_AIM OF THE TASK_
What lines of the listing include the string "spoon"? Show them all.

_INPUT RECORDS_
== Segment start ==

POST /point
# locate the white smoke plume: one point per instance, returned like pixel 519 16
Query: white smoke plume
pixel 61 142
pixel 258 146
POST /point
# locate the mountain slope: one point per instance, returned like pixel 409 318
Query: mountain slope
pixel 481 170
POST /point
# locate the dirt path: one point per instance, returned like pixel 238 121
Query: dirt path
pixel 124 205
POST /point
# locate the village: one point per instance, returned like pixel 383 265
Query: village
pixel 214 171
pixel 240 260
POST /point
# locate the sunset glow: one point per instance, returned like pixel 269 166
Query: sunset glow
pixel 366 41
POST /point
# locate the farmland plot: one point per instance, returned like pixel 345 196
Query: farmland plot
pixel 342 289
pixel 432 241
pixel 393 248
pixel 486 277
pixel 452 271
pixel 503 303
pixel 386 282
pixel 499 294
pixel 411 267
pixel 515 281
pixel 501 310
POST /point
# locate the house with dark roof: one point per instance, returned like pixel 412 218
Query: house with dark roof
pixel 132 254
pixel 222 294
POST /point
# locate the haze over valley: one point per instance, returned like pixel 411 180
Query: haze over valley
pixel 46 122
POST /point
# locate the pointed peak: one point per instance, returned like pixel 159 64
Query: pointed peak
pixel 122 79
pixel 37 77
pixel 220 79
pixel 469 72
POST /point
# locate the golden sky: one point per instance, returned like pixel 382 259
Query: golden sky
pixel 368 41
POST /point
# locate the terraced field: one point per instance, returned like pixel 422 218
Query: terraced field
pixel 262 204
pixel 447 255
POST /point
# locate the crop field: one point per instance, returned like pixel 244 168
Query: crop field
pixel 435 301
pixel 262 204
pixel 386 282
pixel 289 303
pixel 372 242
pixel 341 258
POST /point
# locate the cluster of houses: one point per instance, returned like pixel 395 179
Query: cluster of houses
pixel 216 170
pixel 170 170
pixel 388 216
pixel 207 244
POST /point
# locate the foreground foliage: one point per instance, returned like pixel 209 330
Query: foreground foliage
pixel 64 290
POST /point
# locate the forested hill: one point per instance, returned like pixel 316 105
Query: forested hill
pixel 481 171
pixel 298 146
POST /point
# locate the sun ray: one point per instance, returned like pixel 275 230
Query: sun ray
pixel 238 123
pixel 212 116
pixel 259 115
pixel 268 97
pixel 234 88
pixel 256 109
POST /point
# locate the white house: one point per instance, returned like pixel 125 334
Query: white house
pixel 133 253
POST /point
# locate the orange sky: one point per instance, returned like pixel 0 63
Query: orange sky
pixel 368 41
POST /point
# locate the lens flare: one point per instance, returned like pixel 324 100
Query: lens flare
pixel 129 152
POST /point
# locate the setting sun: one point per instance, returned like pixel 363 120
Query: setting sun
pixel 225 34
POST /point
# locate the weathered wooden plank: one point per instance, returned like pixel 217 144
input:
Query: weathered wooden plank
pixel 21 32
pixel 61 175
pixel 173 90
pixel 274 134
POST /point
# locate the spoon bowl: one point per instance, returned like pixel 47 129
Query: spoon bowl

== Segment end ==

_WRITTEN RESPONSE_
# locate the spoon bowl: one point per instance, returned like pixel 47 129
Query: spoon bowl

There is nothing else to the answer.